Under the UNFCCC Convention (United Nations Framework Convention on Climate Change) and the Kyoto Protocol the different countries, the “Parties”, must periodically assess and report their emissions and take measures to reduce them according to quantified objectives. This is a task that cannot be accomplished because:

emissions are observable only to a limited extent;
emissions originating in one country do not necessarily depend on something that can be acted upon in that country;
emissions cannot be reduced directly.

Greenhouse gas (GHG) emissions can be estimated only to a partial extent and with notable errors. About half of the total emissions in a country are generated at known locations, such as power plants and industrial installations, while a very large share comes from diffuse or distributed sources, as for example motorised traffic and agriculture. Even at well-defined source points the measurement of volumes and rates of greenhouse gases, in first place carbon dioxide, is expensive and gives only approximate results. For this reason, greenhouse gas emissions are estimated indirectly on the basis of so-called activity data such as fuel consumption, the number of registered cars, the size of agricultural land plots and the type of harvest, and thousands others. Activity data require consistent and complete statistical data, which only few countries collect with the required precision; beyond a point, no government institution really knows what goes on on its territory. Activity data is then linked with the actual GHG emissions by means of conversion factors. Their uncertainty is small for processes with known chemical relations such as fuel combustion or cement production, but it becomes very large for most types of emissions, in particular those from the agricultural and forestry sector.

● **Data excerpts**:
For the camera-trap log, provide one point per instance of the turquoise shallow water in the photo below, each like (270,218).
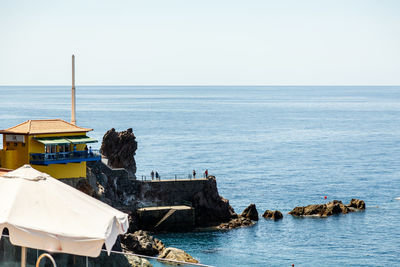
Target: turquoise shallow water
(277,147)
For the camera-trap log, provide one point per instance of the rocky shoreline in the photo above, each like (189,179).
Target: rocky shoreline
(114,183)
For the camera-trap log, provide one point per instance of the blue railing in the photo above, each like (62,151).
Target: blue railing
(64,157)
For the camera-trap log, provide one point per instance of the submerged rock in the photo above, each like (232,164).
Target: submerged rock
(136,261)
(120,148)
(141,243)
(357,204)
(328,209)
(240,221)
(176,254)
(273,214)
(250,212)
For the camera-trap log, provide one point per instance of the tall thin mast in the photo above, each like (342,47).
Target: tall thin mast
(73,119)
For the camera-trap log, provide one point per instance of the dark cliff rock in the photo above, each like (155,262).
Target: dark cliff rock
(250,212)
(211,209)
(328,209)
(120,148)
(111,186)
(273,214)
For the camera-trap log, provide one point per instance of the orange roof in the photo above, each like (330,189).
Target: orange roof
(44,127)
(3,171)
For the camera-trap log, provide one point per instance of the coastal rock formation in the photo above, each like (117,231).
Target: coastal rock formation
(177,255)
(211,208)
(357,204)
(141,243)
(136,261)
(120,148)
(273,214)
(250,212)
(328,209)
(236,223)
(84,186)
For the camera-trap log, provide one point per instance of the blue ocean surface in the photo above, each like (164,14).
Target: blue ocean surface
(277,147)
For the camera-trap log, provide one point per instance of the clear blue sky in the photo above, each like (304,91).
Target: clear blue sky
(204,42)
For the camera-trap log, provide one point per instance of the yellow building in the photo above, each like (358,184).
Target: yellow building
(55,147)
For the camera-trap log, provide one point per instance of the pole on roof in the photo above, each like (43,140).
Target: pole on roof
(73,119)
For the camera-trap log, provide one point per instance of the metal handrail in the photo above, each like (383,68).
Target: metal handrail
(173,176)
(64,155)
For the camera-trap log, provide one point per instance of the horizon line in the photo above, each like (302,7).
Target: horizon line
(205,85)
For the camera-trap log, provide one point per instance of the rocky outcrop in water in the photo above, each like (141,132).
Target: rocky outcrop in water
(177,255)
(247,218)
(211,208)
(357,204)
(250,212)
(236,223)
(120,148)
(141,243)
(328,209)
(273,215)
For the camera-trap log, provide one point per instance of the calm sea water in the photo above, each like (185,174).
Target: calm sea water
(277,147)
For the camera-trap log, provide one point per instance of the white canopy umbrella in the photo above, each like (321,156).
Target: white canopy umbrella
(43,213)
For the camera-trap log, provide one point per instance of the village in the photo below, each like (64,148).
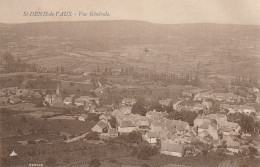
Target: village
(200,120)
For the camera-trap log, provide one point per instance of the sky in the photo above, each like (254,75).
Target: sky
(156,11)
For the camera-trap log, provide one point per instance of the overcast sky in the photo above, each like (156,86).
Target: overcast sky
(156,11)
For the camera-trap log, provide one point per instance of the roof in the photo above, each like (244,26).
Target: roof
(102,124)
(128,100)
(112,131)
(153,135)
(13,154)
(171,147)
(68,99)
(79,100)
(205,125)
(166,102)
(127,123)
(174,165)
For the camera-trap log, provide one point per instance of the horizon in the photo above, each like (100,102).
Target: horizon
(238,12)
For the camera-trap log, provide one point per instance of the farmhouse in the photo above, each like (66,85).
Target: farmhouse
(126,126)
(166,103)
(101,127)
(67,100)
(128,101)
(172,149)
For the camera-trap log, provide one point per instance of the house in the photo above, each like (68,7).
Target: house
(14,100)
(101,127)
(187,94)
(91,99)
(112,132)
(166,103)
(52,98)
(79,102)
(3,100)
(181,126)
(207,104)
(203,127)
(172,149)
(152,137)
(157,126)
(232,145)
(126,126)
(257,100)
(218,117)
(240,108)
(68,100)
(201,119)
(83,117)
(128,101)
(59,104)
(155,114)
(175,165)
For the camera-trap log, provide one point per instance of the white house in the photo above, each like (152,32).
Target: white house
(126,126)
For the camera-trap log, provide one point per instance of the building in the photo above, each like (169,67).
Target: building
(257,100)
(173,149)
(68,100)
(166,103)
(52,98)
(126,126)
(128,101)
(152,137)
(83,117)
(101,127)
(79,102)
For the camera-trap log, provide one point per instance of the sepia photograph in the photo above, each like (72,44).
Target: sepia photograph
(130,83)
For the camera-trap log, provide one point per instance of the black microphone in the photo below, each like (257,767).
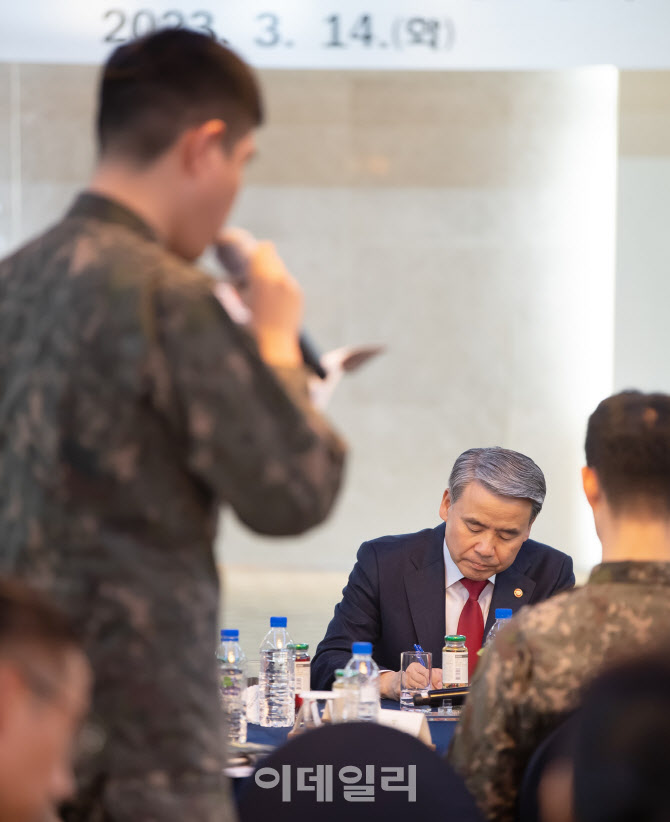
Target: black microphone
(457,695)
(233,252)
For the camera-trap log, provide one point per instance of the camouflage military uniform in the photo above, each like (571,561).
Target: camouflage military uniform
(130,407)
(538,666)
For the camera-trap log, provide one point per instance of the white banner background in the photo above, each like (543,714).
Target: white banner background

● **Parts of the exercise**:
A - From the climate reporting text, repeat the part starting with "Under the UNFCCC" and going on through "be reduced directly.".
B - Turn the paragraph of the climate reporting text that begins "Greenhouse gas (GHG) emissions can be estimated" into a short list that keeps its main facts.

● **Solution list**:
A -
Under the UNFCCC Convention (United Nations Framework Convention on Climate Change) and the Kyoto Protocol the different countries, the “Parties”, must periodically assess and report their emissions and take measures to reduce them according to quantified objectives. This is a task that cannot be accomplished because:

emissions are observable only to a limited extent;
emissions originating in one country do not necessarily depend on something that can be acted upon in that country;
emissions cannot be reduced directly.

B -
- Greenhouse gas (GHG) emissions can be estimated only partly and with notable errors.
- About half of a country's emissions come from known locations such as power plants and industrial installations. A very large share comes from diffuse sources such as motorised traffic and agriculture.
- Even at well-defined sources, measuring gases such as carbon dioxide is expensive and gives only approximate results.
- So emissions are estimated indirectly from activity data, such as fuel consumption, registered cars, agricultural land size and harvest type.
- Activity data needs consistent, complete statistics, which few countries collect precisely enough.
- Conversion factors link activity data to actual emissions. Their uncertainty is small for processes with known chemistry, like fuel combustion or cement production. It is very large for most other emissions, especially from agriculture and forestry.